* _What you need to do_
Could you reproduce, word for word, the stretch of items from the line containing "Target: terracotta plant pot" through the end of the items?

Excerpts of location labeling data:
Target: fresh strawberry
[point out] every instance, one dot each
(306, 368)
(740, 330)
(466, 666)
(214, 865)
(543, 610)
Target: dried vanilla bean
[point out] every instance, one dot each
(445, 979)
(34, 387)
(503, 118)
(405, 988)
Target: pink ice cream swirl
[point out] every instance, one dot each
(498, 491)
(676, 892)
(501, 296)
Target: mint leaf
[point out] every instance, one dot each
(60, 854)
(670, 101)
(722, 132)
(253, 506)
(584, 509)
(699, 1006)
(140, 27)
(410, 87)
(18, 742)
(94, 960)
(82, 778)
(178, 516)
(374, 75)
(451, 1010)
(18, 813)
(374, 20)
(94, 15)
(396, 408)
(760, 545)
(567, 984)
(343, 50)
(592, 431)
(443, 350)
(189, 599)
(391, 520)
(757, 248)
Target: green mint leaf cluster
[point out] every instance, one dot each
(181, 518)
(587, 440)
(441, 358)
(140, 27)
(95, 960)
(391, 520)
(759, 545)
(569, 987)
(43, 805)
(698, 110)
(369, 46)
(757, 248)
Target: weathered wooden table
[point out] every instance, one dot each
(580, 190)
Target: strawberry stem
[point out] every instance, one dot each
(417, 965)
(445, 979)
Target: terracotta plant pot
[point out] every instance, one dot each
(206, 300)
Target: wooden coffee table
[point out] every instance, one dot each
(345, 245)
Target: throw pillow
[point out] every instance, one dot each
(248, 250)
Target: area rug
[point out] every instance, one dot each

* _Answer below_
Target: terracotta plant pot
[point out] every instance, one dot each
(206, 300)
Target: wooden coffee table
[point out] every instance, one dot each
(345, 245)
Target: throw pillow
[point out] every instance, one dot each
(248, 250)
Target: area rug
[point out] every instance, one dot each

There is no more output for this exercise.